→ WORK TO COMPLETE
1. According to the SQL source documentation, where can the sample be found?
2. List each header field shown at the top of the SQL source documentation, together with its value.
3. In the SQL source documentation, rewrite the paragraph beginning "Your file can contain any SQL" as a short bulleted list that keeps its main facts.

[Start ARTICLE]

SQL Source

Applies To:	Pipeline Bundle
Configuration Scope:	Data Flow Spec
Databricks Docs:	NA

Overview

You can specify a SQL query as a source type in your Data Flow Specs. These allow for flexibility and more complex transformations to be supported, as needed, without overly complicating the Framework.

Sample Bundle

A sample is available in the gold_sample bundle in the src/dataflows/stream_static_samples folder and can be seen in the dim_customer_sql_main.json file.

Configuration

SQL Query Definition

To define a SQL query, you need to create a dml folder under the base folder for your given Data Flow Spec. You can then create a .sql file for your query under this folder.

For example:

my_pipeline_bundle/
├── src/
│   ├── dataflows
│   │   ├── use_case_1
│   │   │   ├── my_data_flow_spec_main.json
│   │   │   ├── dml
│   │   │   │   └── my_query.sql
│   │   │   ├── expectations
│   │   │   ├── python_functions
│   │   │   └── schemas

Your file can contain any SQL supported by Databricks but must ultimately return a dataset as a Single query. You can use CTEs, subqueries, joins, etc.

Substitution Variables

You can use substitution variables in your SQL query by using the {var} syntax. These will be substituted per the :doc:`feature_substitutions documentation.

For example:

SELECT * FROM {bronze_schema}.my_table

Referencing the Python Source in a Data Flow Spec

To reference the Python source in a Data Flow Spec, you need to specify a Python source type in your Data Flow Spec. Refer to the Data Flow Spec - Source Details section of the Data Flow Spec Reference documentation for more information.

[End ARTICLE]
[Start DATASET EXCERPTS]

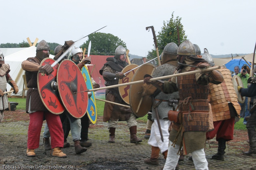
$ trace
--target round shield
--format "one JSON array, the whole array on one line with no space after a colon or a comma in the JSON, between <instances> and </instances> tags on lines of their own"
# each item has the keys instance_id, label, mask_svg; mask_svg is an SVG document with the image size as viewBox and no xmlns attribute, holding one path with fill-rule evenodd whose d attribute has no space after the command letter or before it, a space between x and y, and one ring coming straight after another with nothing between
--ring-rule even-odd
<instances>
[{"instance_id":1,"label":"round shield","mask_svg":"<svg viewBox=\"0 0 256 170\"><path fill-rule=\"evenodd\" d=\"M122 72L125 73L130 70L134 69L137 67L138 65L134 64L132 64L127 65L124 67L122 71ZM119 80L118 84L120 84L125 83L129 83L132 81L132 79L133 77L134 74L138 68L136 68L125 74L126 76L122 79ZM130 104L129 101L129 92L130 92L130 85L123 86L118 87L119 94L123 99L125 103Z\"/></svg>"},{"instance_id":2,"label":"round shield","mask_svg":"<svg viewBox=\"0 0 256 170\"><path fill-rule=\"evenodd\" d=\"M55 61L53 59L47 58L42 61L41 65L51 65ZM56 115L62 113L65 109L57 90L56 75L58 66L57 63L53 67L53 71L49 75L38 73L37 77L37 89L43 103L48 110Z\"/></svg>"},{"instance_id":3,"label":"round shield","mask_svg":"<svg viewBox=\"0 0 256 170\"><path fill-rule=\"evenodd\" d=\"M152 75L155 69L151 64L147 63L139 67L135 72L132 81L142 80L145 74ZM151 110L152 101L149 96L142 97L143 83L132 84L130 86L130 106L132 111L137 117L143 117Z\"/></svg>"},{"instance_id":4,"label":"round shield","mask_svg":"<svg viewBox=\"0 0 256 170\"><path fill-rule=\"evenodd\" d=\"M86 113L88 94L81 71L71 60L64 60L58 67L57 82L60 99L72 116L80 118Z\"/></svg>"},{"instance_id":5,"label":"round shield","mask_svg":"<svg viewBox=\"0 0 256 170\"><path fill-rule=\"evenodd\" d=\"M242 80L239 76L235 75L232 78L232 82L234 85L234 88L235 89L237 95L237 100L238 100L238 102L240 103L244 103L245 101L245 97L242 96L237 89L237 86L240 86L243 88Z\"/></svg>"},{"instance_id":6,"label":"round shield","mask_svg":"<svg viewBox=\"0 0 256 170\"><path fill-rule=\"evenodd\" d=\"M92 83L91 82L91 76L89 73L88 69L86 66L84 66L82 69L82 74L85 81L87 90L92 89ZM88 106L87 107L87 113L91 123L94 124L96 123L97 119L97 110L95 99L95 95L94 91L88 92Z\"/></svg>"}]
</instances>

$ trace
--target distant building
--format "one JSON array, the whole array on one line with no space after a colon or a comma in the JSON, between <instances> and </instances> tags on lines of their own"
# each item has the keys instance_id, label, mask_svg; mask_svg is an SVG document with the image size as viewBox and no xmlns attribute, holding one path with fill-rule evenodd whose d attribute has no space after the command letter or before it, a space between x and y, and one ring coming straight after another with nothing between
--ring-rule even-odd
<instances>
[{"instance_id":1,"label":"distant building","mask_svg":"<svg viewBox=\"0 0 256 170\"><path fill-rule=\"evenodd\" d=\"M140 65L145 62L150 61L151 60L151 59L146 59L146 57L142 57L142 58L141 59L133 59L131 60L130 61L131 64L135 64L138 65ZM148 62L148 63L152 64L156 67L157 67L158 65L156 62L155 62L155 60Z\"/></svg>"}]
</instances>

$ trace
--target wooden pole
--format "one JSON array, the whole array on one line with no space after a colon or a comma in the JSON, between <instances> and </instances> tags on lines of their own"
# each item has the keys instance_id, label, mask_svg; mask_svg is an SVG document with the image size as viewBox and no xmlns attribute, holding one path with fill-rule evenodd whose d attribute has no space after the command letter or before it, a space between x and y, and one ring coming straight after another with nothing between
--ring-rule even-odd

[End DATASET EXCERPTS]

→ THE RESPONSES
1. It is in the gold_sample bundle, in the src/dataflows/stream_static_samples folder, in the dim_customer_sql_main.json file.

2.
- Applies To: Pipeline Bundle
- Configuration Scope: Data Flow Spec
- Databricks Docs: NA

3.
- The file may contain any SQL supported by Databricks.
- It must ultimately return a dataset as a single query.
- CTEs, subqueries, and joins may be used.